> ACTIONS DEMANDÉES
**1)** Relevez toutes les figures géométriques nommées dans l'extrait sur l'ion plutonyle.
**2)** Prolongez l'extrait sur l'ion plutonyle après sa dernière phrase.

> EXTRAIT PROPOSÉ
========
L'ion plutonyle est toujours associé à d'autres ligands. L'arrangement le plus courant consiste en des ligands équatoriaux liés perpendiculairement à l'axe O–Pu–O au niveau de l'atome de plutonium. Avec quatre ligands, comme dans le [PuO2Cl4]2−, l'atome de plutonium présente une géométrie octaédrique distordue avec les quatre ligands formant un carré dans le plan équatorial. Avec six ligands, comme dans le nitrate de plutonyle hydraté PuO2(NO3)2·2H2O, il se forme un hexagone dans le plan équatorial, ici avec six atomes d'oxygène (deux provenant des molécules d'eau, et quatre provenant des deux nitrates, qui sont bidentates).
========
> DONNÉES FOURNIES

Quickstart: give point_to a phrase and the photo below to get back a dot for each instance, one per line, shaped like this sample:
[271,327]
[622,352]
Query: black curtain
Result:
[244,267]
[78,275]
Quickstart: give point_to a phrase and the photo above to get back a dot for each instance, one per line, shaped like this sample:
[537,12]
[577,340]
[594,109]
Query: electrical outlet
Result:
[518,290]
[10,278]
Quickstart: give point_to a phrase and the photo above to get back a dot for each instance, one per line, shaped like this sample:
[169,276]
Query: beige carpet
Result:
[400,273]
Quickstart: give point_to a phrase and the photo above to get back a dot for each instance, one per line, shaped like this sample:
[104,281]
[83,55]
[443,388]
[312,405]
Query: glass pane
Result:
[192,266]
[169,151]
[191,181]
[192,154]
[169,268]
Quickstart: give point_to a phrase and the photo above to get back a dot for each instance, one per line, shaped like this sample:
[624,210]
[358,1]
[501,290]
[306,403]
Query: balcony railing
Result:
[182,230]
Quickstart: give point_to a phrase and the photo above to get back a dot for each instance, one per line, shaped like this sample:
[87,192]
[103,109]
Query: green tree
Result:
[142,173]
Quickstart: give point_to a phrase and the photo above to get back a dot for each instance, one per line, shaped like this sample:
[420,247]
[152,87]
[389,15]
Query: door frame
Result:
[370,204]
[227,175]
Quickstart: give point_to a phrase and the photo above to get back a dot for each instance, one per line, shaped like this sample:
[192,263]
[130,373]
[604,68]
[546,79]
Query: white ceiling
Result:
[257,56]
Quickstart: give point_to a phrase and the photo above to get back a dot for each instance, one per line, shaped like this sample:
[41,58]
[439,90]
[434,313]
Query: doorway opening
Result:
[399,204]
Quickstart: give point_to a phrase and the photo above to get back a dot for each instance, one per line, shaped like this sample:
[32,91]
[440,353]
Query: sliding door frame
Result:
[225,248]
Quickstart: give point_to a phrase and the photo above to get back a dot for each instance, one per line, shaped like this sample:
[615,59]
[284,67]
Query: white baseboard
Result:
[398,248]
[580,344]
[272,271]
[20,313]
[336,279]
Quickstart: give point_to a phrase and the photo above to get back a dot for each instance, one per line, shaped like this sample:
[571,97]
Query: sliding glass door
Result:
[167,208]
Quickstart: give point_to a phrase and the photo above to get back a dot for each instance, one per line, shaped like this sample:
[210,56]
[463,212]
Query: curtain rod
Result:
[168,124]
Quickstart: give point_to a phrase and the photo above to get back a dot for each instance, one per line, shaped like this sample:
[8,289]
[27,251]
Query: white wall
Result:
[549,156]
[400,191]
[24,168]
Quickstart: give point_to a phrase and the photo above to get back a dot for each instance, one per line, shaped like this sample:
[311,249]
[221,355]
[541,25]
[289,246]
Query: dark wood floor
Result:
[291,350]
========
> RÉPONSES ATTENDUES
**1)**
- géométrie octaédrique distordue
- carré
- hexagone

**2)**
Le nitrate de plutonyle est soluble dans l'éther diéthylique, tout comme le nitrate d'uranyle ; les molécules d'éther prennent la place des molécules d'eau dans ce cas. Le complexe est électriquement neutre, ce qui permet sa solubilité dans les solvants organiques. Le fait de remplacer les molécules d'eau liées à l'ion plutonyle en solution aqueuse par un ligand hydrophobe a pour effet d'accroître la solubilité du complexe de plutonyle dans les solvants organiques ; ce phénomène est parfois appelé effet synergique[6].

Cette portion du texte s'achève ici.